Start of RECORDS SHOWN

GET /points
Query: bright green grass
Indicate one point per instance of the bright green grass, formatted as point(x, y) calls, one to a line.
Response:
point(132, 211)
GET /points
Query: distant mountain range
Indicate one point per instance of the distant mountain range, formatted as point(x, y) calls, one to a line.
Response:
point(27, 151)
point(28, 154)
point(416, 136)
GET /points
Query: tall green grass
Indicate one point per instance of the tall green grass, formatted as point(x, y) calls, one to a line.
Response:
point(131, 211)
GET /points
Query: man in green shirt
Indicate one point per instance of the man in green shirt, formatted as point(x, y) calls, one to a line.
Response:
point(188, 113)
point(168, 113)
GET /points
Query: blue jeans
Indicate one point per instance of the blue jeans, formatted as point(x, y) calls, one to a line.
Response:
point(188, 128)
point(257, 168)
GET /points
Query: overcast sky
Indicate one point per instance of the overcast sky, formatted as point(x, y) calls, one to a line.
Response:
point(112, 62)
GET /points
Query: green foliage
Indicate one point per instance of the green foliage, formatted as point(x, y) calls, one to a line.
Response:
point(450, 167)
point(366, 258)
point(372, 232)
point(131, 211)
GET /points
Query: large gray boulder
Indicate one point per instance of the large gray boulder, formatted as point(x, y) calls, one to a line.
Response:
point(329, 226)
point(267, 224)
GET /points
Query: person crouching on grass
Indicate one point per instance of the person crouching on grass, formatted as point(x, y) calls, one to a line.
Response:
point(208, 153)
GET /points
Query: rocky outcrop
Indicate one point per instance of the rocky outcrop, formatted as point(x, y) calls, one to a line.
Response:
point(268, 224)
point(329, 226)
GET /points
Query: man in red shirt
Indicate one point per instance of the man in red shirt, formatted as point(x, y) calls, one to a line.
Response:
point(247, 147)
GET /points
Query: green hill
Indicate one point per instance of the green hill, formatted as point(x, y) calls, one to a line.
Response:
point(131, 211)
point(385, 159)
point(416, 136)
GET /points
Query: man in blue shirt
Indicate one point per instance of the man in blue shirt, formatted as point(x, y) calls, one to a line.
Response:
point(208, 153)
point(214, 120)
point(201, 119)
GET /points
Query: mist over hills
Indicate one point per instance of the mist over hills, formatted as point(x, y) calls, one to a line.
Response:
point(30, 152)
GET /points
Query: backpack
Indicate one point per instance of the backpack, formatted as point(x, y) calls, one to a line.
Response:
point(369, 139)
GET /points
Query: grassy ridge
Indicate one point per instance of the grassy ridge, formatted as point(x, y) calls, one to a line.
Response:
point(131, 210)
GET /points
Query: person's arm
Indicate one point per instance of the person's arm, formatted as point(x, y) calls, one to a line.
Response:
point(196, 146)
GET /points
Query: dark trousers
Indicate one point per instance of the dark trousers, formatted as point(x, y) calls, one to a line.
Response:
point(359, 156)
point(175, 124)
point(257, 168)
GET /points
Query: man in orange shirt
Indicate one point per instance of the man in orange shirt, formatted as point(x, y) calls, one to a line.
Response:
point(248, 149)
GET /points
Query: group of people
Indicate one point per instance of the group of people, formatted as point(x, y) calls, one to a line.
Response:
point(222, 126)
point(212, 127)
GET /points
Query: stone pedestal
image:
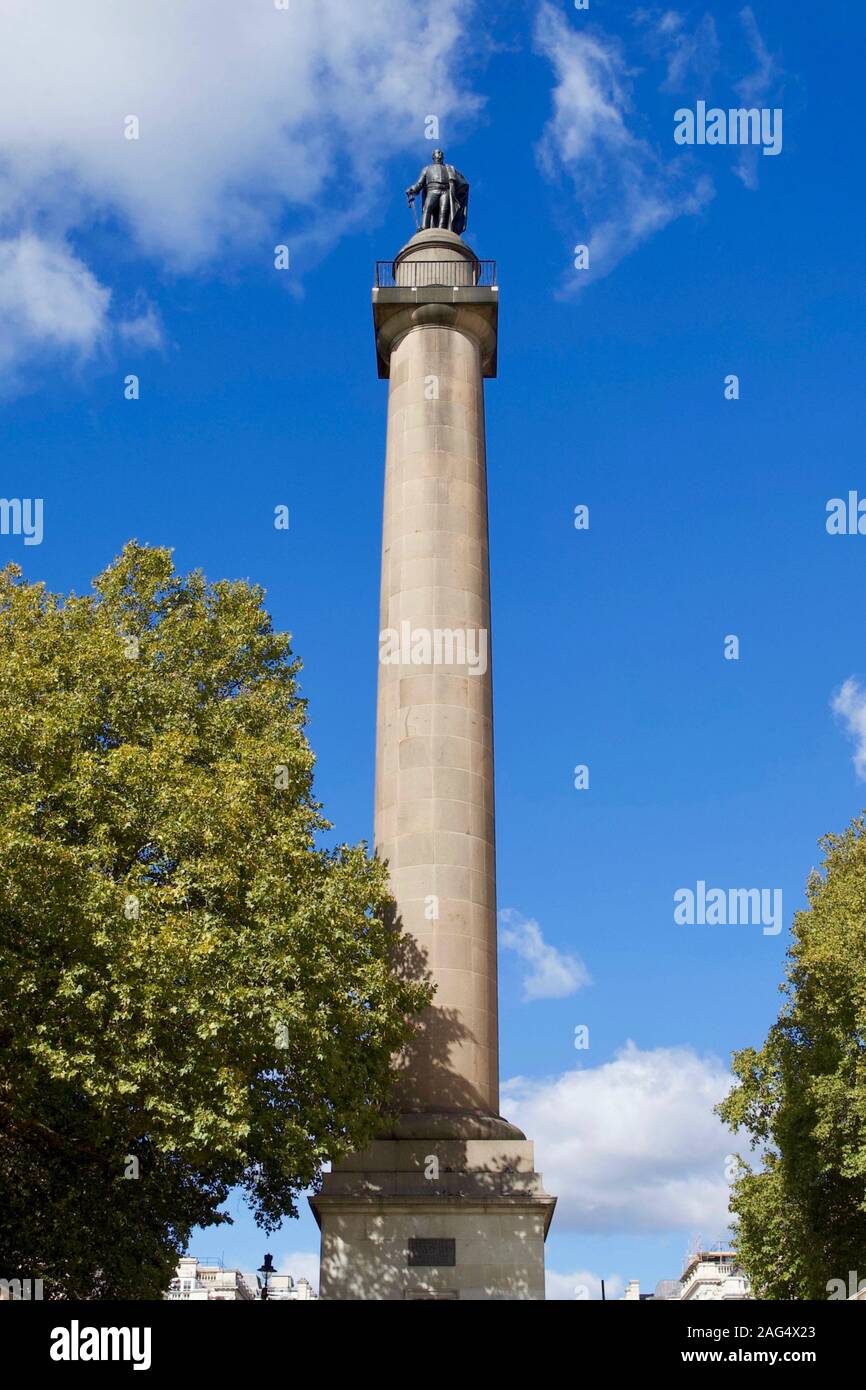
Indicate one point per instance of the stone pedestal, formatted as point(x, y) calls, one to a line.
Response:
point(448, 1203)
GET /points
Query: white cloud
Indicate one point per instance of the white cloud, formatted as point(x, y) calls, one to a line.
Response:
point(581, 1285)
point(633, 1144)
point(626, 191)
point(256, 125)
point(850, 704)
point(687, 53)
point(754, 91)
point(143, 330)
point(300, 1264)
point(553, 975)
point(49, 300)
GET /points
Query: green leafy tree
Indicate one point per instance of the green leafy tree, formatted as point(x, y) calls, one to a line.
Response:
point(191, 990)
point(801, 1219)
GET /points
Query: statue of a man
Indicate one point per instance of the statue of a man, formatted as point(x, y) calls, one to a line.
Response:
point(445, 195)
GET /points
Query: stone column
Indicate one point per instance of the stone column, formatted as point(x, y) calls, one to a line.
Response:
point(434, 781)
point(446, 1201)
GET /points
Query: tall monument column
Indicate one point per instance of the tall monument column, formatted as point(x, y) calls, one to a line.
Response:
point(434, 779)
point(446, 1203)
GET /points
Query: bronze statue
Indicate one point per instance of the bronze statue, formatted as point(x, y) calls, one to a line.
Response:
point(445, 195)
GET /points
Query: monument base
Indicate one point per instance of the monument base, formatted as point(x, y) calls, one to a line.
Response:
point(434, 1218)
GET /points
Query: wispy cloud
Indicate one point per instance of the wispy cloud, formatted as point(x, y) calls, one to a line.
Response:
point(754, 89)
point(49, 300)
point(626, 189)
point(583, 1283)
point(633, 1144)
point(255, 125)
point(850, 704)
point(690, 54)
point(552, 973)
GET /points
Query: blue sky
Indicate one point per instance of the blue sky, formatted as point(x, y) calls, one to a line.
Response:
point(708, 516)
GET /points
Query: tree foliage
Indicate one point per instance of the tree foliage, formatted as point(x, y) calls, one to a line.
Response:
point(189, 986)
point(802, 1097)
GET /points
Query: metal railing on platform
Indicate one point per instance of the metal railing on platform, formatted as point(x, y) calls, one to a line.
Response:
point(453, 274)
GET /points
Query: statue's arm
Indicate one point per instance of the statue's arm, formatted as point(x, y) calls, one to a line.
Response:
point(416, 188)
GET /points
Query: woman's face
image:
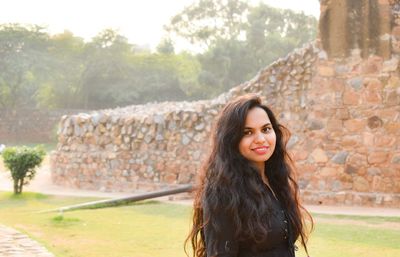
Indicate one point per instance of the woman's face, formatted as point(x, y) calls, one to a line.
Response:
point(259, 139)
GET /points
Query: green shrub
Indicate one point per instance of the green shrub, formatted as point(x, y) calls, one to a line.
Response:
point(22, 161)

End of RECORDS SHOWN
Start of RECORDS SHOWN

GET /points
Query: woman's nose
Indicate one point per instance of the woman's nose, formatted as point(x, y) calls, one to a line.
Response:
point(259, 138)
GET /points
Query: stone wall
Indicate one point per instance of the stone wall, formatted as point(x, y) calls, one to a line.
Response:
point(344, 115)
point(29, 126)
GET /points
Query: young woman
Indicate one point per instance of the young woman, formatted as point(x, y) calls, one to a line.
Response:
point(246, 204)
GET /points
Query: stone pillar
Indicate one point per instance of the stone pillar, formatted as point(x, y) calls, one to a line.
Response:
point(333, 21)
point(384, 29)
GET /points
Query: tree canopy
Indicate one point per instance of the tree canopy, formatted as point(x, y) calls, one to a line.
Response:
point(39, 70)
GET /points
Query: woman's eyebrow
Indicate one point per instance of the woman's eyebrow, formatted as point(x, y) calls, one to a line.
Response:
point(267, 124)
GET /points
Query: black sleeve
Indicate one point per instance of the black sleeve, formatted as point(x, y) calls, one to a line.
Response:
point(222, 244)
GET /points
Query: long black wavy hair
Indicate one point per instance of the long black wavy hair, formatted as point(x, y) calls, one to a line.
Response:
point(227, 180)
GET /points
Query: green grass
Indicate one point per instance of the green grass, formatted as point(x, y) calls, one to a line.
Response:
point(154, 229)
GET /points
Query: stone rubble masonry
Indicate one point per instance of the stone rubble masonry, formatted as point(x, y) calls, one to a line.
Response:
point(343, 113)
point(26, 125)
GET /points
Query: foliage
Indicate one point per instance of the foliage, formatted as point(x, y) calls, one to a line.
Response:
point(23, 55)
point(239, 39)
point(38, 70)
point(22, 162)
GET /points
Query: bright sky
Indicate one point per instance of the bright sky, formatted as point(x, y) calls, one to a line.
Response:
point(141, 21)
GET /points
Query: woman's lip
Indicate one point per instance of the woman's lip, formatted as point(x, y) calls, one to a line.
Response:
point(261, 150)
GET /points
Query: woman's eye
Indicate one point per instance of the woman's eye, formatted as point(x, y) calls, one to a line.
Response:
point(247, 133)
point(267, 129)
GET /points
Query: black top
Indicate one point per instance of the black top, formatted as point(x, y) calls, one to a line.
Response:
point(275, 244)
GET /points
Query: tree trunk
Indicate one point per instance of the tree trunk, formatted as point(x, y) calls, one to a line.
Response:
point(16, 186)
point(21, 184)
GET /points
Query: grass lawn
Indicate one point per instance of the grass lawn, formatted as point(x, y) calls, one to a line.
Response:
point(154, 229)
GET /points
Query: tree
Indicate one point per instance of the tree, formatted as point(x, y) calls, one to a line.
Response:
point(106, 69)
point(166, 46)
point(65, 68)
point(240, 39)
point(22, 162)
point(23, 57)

End of RECORDS SHOWN

» YOUR GOAL
Count the lines in the data above that contain the string "white". Give only the number.

» COMPLETED TASK
2